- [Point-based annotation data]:
## START

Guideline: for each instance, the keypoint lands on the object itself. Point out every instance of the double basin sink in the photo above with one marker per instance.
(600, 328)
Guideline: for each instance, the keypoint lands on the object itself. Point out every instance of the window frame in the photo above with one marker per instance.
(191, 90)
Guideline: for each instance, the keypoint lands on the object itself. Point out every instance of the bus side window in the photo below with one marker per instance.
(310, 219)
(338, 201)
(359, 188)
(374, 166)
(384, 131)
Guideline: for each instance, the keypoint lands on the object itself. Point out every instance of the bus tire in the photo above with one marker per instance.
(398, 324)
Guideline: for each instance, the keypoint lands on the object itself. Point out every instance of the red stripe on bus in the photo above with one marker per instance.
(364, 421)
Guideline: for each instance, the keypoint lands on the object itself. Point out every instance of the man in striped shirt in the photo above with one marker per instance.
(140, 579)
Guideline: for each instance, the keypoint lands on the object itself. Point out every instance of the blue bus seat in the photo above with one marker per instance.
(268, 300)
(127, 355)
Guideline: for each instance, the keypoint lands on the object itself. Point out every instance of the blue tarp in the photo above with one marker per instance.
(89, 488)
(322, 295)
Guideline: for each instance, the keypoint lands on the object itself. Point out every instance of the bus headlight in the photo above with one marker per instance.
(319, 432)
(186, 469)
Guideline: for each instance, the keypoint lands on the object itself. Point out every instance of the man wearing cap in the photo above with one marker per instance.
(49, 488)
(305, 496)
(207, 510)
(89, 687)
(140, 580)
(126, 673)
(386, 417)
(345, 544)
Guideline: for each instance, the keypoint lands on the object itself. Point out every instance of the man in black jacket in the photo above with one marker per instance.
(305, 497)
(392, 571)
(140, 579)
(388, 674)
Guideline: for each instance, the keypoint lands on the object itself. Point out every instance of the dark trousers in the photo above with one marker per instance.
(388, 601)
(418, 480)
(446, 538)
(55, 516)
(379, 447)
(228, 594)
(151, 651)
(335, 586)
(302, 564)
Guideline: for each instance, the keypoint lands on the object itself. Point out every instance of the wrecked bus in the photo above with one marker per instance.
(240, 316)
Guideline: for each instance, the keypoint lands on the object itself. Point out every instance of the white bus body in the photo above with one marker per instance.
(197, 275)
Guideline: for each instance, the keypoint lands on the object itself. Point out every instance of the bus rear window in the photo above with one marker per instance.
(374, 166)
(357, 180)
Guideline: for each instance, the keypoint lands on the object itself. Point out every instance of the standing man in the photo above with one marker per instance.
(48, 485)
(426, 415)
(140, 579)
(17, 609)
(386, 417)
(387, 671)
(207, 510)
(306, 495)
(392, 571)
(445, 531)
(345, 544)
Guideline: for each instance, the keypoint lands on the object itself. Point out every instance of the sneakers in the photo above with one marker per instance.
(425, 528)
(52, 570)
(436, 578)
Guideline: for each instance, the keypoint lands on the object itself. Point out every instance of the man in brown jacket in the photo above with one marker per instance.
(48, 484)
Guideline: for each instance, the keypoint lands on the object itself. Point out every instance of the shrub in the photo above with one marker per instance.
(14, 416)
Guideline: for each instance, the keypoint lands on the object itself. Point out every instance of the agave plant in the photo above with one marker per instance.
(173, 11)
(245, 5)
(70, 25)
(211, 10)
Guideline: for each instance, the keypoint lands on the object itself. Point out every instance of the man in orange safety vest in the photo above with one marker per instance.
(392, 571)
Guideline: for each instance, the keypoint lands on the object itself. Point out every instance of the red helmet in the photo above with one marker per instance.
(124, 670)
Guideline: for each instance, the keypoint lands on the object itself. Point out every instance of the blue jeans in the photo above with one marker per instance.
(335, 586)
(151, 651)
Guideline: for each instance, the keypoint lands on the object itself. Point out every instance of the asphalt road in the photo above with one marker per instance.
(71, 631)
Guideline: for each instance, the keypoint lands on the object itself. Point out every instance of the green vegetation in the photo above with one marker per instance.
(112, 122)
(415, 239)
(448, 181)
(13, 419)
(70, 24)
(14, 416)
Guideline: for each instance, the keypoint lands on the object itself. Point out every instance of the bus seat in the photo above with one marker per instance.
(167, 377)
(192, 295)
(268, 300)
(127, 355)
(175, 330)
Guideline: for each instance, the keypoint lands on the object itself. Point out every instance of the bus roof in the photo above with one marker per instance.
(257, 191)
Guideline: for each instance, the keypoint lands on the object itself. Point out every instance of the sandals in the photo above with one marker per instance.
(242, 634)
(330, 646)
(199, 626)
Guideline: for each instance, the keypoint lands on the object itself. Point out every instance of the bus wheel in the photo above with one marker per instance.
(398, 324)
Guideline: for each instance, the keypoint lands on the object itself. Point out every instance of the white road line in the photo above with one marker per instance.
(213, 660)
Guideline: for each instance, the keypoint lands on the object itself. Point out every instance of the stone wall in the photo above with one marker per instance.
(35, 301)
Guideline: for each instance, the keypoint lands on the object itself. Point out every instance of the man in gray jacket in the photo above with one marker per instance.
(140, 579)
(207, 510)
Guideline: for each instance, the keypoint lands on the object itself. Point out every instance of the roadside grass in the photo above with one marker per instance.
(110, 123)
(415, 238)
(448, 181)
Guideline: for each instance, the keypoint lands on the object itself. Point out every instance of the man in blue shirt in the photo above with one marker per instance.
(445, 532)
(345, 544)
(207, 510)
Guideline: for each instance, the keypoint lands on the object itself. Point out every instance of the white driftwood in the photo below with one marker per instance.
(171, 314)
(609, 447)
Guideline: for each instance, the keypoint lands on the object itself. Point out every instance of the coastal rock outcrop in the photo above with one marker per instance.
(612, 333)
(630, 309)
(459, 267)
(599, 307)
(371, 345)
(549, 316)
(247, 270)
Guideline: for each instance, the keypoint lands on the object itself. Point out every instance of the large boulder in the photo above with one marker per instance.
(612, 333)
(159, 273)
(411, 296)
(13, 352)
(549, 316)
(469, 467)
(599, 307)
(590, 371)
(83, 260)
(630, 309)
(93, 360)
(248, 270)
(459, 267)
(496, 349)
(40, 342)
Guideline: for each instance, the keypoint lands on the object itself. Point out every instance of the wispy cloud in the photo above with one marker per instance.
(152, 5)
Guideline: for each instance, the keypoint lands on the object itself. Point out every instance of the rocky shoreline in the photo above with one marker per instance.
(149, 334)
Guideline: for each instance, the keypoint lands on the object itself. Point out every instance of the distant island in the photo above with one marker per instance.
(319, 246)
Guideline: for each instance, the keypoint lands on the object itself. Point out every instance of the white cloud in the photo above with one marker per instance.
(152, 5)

## END

- [Task requirements]:
All the data must be duplicated exactly, with nothing added or removed.

- [Solution to the problem]:
Guideline: for each instance, the keypoint lands on the object itself. Point out every instance of the double basin sink in the photo above with one marker per instance.
(600, 328)
Guideline: for each instance, the keypoint lands on the object itself. Point out every instance of the window frame in the photo above with one marker per instance.
(191, 90)
Guideline: for each instance, the keypoint lands on the object itself. Point out every instance of the bus side window in the photo below with one marker per instance.
(310, 219)
(338, 201)
(359, 188)
(374, 166)
(384, 131)
Guideline: for each instance, the keypoint lands on the object itself. Point out every instance of the bus tire in the photo above with one marker per instance.
(398, 324)
Guideline: for each instance, the keypoint lands on the object itself. Point out every instance of the red stripe on bus in the photo above with one marker per instance.
(364, 421)
Guideline: for each instance, the keypoint lands on the object itself. Point out every instance of the man in striped shirt in the photo above with one marker per instance.
(140, 579)
Guideline: for each instance, the keypoint lands on the object itself. Point out every instance of the blue bus seat in the photo above with one marker per instance.
(268, 300)
(127, 355)
Guideline: for each instance, the keypoint lands on the object itself. Point out every instance of the blue tarp in the photo above with one marker per instance.
(89, 488)
(322, 295)
Guideline: for each instance, the keypoint lands on the object itself. Point out every instance of the bus headlight in the photo above with one marker per instance.
(319, 432)
(186, 469)
Guideline: for each instance, the keypoint lands on the object itself. Point out every instance of the man wearing cap in the photo above with one marker per instance.
(49, 488)
(305, 496)
(207, 510)
(89, 687)
(140, 580)
(126, 673)
(386, 417)
(345, 544)
Guideline: for each instance, the keypoint lands on the object itself. Point out every instance of the man in black jacket in the photo above with one marker per instance.
(305, 497)
(392, 571)
(140, 579)
(388, 674)
Guideline: for each instance, the keypoint lands on the object itself. Point out every instance of the dark trousers in the photo above with one marker per instance.
(388, 601)
(418, 480)
(446, 538)
(55, 516)
(379, 447)
(228, 594)
(151, 651)
(335, 586)
(302, 564)
Guideline: for each instance, the keypoint lands on the object itself. Point out every instance of the wrecked bus in the photo above with one marker per instance.
(240, 316)
Guideline: for each instance, the keypoint lands on the object itself. Point out every instance of the white bus body in the photo above with one marker per instance.
(197, 275)
Guideline: for each instance, the keypoint lands on the object itself. Point out every instance of the bus rear window in the photo above with one marker per instance.
(374, 166)
(357, 180)
Guideline: for each instance, the keypoint lands on the object itself. Point out every instance of the standing man in the photo above with one marker per instance.
(48, 485)
(426, 415)
(140, 579)
(17, 609)
(386, 417)
(387, 671)
(207, 510)
(306, 495)
(392, 571)
(445, 531)
(345, 544)
Guideline: for each instance, the keypoint lands on the object itself. Point out every instance of the sneakers in the photo above with one marker per instance.
(425, 528)
(52, 570)
(436, 578)
Guideline: for each instance, the keypoint lands on the object itself. Point out every instance of the man in brown jacket in the photo above with one marker per instance.
(48, 484)
Guideline: for each instance, the keypoint lands on the object itself. Point out every instance of the shrub in the photo above with one marker per instance.
(14, 416)
Guideline: for each instance, the keypoint lands on the object itself. Point out every instance of the agave plant in the photo above with one marker per instance.
(173, 11)
(245, 5)
(70, 25)
(211, 10)
Guideline: for each instance, the keypoint lands on the object itself. Point out every instance of the man in orange safety vest in the photo above with one marker per instance.
(392, 571)
Guideline: for each instance, the keypoint lands on the object itself. Point out every instance of the red helmet in the photo above with one marker per instance.
(124, 670)
Guideline: for each instance, the keypoint lands on the object itself. Point out every instance of the blue jeans in the photo above with one marker per instance.
(335, 586)
(151, 651)
Guideline: for each instance, the keypoint lands on the object itself. Point out every instance of the asphalt road in the photo above with one marker per instance.
(71, 631)
Guideline: for each instance, the keypoint lands on the object itself. Point out every instance of the green vegetation in the photo above with one marker per instance.
(112, 122)
(415, 239)
(448, 181)
(13, 419)
(70, 24)
(14, 416)
Guideline: for each instance, the keypoint lands on the object itself. Point out every instance of the bus seat in the photo above with one marker per instance.
(167, 377)
(192, 295)
(268, 300)
(127, 355)
(175, 330)
Guideline: for each instance, the keypoint lands on the object itself. Point out every instance of the bus roof in the photo above with one marker per instance.
(257, 191)
Guideline: for each instance, the keypoint lands on the object itself. Point out every instance of the sandals in the photo above with one marker per instance.
(242, 634)
(330, 646)
(199, 626)
Guideline: for each instance, the keypoint lands on the object itself. Point out every instance of the bus wheel in the photo above with one marker per instance.
(398, 324)
Guideline: for each instance, the keypoint lands on the object itself. Point out every instance of the white road line in the photo above with one marker per instance.
(213, 660)
Guideline: for each instance, the keypoint lands on the object itself. Point out every instance of the stone wall in the photo above with one marker per instance.
(35, 301)
Guideline: for each instance, the keypoint lands on the object itself. Point out every instance of the man in gray jacket in the photo above with one marker per instance.
(140, 579)
(207, 510)
Guideline: for each instance, the keypoint lands on the object itself. Point out every instance of the roadside grass in the photo above with one marker per instance.
(110, 123)
(415, 238)
(448, 181)
Guideline: for each instance, the keypoint lands on the object itself. Point out every instance of the man in blue shirt in the photo above with one marker per instance.
(445, 532)
(345, 544)
(207, 510)
Guideline: for each instance, the keypoint lands on the object itself. Point out every instance of the white driftwood in the photo below with one marker per instance.
(171, 314)
(609, 447)
Guideline: for each instance, the keypoint lands on the object itself. Point out every instance of the coastal rock outcrop in the photo above with one marker per instance.
(612, 333)
(630, 309)
(459, 267)
(599, 307)
(371, 345)
(549, 316)
(247, 270)
Guideline: for each instance, the keypoint lands on the object itself. Point out every instance of the large boulder in the photo above with one marker per instance.
(612, 333)
(159, 273)
(411, 296)
(13, 352)
(549, 316)
(469, 467)
(599, 307)
(590, 371)
(83, 260)
(630, 309)
(93, 360)
(248, 270)
(459, 267)
(496, 349)
(40, 342)
Guideline: for each instance, the keypoint lands on the object itself. Point out every instance of the wispy cloud in the photo above with one marker per instance.
(152, 5)
Guideline: for each instance, the keypoint lands on the object itself. Point out every instance of the rocky shoreline in the photo above with one marker per instance.
(149, 334)
Guideline: for each instance, the keypoint lands on the object itself. Point out every instance of the distant island in the photo above with one marker per instance.
(319, 246)
Guideline: for each instance, the keypoint lands on the object itself. Point out every instance of the white cloud in the photo above with one marker per instance.
(152, 5)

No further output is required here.